I have written before about funding problems that the Social Security Administration has faced and how this had, in part, contributed to the unprecedented backlog in claims awaiting disability hearings. A recent New York Times article has me focusing this month on a different issue: simply accessing Social Security Services.
The article reports that 67 Social Security field offices have been closed in the last eight years alone. It is also notable that during this time, they also began closing all of their offices at noon on Wednesdays. If you have spent any time in a Social Security office before, you realize quickly the multitude of individuals needing to do business with Social Security on a daily basis – from new parents applying for Social Security cards for their child, to the retiree updating their record – Social Security truly is a program that impacts individuals at all stages of life. In fact, according to an OIG report, over 40 million people visit Social Security offices each year; roughly an eighth of the total US population.

**TO BE DONE**
**1.** According to the Social Security passage, how many people visit Social Security offices each year?
**2.** Reproduce the Social Security passage word for word, from "I have written" to "Social Security Services.".

**EXTRACTED DATA**
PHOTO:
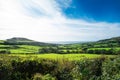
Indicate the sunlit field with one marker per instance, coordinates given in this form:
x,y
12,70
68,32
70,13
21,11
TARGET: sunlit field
x,y
53,56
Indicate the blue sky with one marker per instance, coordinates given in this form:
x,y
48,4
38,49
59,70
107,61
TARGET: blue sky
x,y
98,10
60,20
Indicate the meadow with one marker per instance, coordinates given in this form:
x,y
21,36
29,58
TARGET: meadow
x,y
23,59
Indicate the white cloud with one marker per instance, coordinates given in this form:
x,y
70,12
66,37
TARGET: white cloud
x,y
43,20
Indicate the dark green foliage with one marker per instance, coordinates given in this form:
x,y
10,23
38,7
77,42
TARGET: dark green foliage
x,y
4,52
15,68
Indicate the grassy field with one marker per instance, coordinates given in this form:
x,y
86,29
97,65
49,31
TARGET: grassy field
x,y
53,56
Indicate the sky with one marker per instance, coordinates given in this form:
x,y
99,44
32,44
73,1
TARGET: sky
x,y
60,20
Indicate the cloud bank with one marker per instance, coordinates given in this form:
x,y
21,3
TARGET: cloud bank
x,y
43,20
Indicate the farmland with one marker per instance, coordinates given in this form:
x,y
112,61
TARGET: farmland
x,y
24,59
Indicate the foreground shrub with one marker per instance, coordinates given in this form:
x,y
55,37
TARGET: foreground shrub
x,y
111,69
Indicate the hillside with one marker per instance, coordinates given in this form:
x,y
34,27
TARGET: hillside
x,y
111,40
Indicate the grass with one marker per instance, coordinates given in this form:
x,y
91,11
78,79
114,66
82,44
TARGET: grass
x,y
53,56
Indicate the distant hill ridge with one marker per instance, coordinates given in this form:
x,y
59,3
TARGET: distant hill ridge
x,y
114,39
18,39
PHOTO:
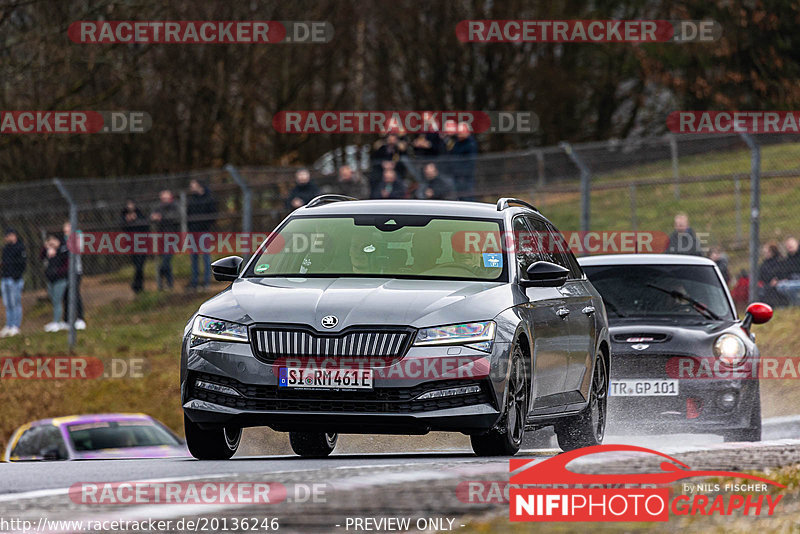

**FULL ANSWERS**
**1.** Over 40 million people.

**2.**
I have written before about funding problems that the Social Security Administration has faced and how this had, in part, contributed to the unprecedented backlog in claims awaiting disability hearings. A recent New York Times article has me focusing this month on a different issue: simply accessing Social Security Services.